#### Provided records
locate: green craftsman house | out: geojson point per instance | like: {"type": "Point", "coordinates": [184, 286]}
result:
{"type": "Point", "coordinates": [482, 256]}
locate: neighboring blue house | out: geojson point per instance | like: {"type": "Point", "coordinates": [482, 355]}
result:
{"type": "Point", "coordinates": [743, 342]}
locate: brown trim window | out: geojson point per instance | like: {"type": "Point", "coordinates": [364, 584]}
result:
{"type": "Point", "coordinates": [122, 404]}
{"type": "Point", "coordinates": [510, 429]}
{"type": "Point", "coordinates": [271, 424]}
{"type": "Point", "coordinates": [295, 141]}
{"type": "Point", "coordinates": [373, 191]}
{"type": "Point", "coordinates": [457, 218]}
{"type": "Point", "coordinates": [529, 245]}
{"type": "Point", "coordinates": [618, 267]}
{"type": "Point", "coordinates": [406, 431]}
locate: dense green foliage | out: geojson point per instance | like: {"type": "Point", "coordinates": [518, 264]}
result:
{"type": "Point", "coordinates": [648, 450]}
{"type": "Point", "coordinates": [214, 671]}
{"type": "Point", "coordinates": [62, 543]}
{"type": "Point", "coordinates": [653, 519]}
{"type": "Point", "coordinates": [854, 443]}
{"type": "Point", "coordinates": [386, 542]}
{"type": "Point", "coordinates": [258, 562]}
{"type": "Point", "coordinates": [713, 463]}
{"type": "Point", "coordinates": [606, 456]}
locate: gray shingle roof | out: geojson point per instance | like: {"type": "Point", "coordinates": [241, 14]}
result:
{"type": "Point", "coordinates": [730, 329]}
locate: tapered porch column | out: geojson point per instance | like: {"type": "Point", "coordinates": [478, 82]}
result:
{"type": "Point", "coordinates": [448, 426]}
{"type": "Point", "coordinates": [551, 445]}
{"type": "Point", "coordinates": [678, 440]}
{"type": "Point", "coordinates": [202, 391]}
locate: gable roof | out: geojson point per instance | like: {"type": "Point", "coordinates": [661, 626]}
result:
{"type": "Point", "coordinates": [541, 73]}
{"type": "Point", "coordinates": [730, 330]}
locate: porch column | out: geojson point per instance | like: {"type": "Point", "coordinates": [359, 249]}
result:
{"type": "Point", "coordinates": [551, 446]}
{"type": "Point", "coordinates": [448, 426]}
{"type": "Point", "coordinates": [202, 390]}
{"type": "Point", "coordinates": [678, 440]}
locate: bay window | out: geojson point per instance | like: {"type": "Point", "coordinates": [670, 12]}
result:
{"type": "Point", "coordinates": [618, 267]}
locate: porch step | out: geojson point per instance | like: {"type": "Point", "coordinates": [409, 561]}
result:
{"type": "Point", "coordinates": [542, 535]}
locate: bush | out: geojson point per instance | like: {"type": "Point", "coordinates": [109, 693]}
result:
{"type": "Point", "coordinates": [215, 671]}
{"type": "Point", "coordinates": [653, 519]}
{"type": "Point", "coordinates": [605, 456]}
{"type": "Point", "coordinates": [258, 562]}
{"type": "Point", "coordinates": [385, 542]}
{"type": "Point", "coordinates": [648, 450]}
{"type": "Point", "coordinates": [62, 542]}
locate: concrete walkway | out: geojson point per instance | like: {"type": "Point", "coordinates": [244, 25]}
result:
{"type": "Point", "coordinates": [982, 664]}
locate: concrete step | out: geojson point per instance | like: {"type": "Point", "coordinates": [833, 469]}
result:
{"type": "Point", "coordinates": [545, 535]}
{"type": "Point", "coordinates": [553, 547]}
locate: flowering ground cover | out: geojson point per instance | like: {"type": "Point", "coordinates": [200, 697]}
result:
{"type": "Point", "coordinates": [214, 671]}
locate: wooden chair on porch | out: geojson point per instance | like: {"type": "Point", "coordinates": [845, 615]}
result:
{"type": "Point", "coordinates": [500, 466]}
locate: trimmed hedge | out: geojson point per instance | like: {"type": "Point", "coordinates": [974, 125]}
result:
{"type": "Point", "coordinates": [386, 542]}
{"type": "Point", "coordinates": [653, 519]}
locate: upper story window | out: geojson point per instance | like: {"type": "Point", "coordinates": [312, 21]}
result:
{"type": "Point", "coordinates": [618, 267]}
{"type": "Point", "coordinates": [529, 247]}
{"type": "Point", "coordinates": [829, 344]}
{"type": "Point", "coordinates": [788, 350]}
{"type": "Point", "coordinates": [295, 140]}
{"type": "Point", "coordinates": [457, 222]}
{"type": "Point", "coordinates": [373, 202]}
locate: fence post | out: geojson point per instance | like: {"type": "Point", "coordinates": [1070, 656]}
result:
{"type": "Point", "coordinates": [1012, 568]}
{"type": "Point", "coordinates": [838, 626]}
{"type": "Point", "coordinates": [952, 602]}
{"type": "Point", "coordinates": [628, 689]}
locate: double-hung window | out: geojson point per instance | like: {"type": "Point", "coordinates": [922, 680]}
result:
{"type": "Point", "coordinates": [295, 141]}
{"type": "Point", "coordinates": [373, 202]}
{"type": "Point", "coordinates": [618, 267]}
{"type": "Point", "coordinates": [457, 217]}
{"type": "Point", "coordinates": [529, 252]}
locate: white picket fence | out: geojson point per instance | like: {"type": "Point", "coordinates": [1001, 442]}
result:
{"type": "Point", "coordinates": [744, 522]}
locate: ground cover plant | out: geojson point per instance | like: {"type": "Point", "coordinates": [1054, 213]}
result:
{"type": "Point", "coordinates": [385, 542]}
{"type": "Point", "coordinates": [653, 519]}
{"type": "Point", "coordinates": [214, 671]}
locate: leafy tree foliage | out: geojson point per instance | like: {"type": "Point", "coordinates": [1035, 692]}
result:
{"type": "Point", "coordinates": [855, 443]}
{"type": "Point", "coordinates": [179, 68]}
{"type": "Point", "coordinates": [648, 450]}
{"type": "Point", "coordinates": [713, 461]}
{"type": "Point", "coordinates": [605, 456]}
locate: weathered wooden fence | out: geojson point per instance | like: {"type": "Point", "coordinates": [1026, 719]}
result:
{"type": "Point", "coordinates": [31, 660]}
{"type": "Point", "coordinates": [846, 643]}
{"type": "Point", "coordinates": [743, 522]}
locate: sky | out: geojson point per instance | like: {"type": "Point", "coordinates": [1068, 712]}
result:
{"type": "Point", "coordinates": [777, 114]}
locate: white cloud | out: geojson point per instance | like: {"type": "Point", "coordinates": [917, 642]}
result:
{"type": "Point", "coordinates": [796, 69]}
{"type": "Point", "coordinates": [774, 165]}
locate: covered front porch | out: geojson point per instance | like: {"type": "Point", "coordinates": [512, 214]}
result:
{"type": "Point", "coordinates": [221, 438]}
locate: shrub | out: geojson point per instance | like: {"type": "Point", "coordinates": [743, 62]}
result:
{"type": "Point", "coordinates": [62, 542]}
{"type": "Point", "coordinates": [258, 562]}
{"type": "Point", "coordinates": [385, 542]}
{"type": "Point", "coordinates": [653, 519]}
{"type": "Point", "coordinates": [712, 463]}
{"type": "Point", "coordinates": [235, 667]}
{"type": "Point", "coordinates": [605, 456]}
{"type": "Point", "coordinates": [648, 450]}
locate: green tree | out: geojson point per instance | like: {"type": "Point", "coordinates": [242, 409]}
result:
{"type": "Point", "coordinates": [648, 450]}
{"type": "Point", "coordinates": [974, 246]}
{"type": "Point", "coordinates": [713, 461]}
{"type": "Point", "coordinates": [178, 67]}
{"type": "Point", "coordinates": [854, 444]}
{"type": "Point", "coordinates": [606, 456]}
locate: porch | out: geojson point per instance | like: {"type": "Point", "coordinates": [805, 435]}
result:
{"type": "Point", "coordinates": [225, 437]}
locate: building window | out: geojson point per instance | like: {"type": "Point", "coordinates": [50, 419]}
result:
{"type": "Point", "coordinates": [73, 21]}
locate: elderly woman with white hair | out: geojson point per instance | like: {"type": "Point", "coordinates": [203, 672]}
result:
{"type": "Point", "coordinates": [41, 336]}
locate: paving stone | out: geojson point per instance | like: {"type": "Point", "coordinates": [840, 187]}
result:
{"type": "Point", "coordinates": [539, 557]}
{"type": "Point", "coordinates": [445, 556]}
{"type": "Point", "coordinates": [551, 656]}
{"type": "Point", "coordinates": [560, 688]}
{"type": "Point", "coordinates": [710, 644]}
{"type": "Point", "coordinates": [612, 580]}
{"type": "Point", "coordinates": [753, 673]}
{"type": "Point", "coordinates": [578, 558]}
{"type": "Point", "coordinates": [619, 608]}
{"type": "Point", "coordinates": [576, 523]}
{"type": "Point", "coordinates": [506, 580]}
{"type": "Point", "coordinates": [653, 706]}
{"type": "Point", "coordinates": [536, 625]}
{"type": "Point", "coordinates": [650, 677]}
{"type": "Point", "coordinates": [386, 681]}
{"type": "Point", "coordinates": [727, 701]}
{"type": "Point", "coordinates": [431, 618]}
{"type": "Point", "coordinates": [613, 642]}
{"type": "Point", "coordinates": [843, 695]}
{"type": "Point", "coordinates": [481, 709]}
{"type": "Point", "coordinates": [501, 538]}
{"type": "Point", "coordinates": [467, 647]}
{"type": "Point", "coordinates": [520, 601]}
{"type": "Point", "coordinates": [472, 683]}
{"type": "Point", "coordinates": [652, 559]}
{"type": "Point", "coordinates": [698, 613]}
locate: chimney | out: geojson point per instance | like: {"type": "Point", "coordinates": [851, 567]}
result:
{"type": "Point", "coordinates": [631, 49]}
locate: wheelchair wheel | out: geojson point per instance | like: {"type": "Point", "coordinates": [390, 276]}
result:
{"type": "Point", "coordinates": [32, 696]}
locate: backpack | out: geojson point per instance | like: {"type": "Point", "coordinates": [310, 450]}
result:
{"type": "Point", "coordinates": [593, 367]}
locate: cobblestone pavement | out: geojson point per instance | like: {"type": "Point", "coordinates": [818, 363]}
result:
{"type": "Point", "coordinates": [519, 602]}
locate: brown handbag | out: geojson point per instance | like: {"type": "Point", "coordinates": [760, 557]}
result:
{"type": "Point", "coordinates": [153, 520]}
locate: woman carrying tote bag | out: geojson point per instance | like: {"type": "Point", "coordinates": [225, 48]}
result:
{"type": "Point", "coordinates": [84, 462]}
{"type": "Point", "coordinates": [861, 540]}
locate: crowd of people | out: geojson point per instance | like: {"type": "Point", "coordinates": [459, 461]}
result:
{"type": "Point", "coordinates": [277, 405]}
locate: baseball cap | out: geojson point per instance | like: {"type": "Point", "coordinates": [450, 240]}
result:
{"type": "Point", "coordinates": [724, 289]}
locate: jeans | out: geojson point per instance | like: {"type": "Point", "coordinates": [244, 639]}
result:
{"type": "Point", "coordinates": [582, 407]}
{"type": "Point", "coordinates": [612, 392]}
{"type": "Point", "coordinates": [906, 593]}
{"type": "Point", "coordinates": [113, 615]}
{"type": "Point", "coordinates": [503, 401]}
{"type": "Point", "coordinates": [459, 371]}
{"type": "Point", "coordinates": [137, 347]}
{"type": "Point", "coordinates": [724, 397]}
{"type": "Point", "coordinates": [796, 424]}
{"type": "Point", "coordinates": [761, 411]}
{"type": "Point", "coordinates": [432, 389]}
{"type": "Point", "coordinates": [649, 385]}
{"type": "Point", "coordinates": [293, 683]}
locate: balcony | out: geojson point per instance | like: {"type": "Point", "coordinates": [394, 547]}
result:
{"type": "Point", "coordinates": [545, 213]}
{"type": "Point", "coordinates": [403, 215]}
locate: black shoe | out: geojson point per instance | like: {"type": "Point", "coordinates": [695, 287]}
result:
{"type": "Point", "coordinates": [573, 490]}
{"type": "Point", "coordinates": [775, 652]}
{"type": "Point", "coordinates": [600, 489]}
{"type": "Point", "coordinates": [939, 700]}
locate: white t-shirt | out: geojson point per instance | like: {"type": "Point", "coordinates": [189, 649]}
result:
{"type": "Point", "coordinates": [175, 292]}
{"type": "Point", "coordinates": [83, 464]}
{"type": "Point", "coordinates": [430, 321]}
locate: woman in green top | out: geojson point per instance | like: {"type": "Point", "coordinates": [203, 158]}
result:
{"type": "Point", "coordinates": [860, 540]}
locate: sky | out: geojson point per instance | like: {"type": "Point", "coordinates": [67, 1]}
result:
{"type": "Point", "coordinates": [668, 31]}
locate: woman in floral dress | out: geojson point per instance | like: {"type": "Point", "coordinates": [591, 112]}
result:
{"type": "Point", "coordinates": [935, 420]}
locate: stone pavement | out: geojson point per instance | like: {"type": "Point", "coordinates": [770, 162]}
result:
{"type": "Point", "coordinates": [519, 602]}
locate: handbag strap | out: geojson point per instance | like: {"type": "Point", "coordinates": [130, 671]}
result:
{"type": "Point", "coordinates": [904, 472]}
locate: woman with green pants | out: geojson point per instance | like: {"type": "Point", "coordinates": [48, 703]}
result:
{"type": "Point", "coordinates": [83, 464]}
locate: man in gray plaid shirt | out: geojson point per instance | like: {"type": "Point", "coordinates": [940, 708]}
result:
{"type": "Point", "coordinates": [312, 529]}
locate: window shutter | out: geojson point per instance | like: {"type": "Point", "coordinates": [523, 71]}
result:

#### Problem to work on
Quote exactly what appears from the line containing "locate: stone pavement" through the final line of the listing above, including both of those lines.

#### Output of the task
locate: stone pavement | out: geojson point per instance | like: {"type": "Point", "coordinates": [770, 162]}
result:
{"type": "Point", "coordinates": [519, 602]}
locate: handbag strap | out: geojson point per instance | like: {"type": "Point", "coordinates": [130, 671]}
result:
{"type": "Point", "coordinates": [904, 472]}
locate: woman with green pants | out: geojson point per instance | like: {"type": "Point", "coordinates": [48, 703]}
result:
{"type": "Point", "coordinates": [83, 464]}
locate: man in gray plaid shirt | out: geojson point per instance | like: {"type": "Point", "coordinates": [940, 708]}
result:
{"type": "Point", "coordinates": [312, 529]}
locate: window shutter | out: geojson point per instance | like: {"type": "Point", "coordinates": [523, 71]}
result:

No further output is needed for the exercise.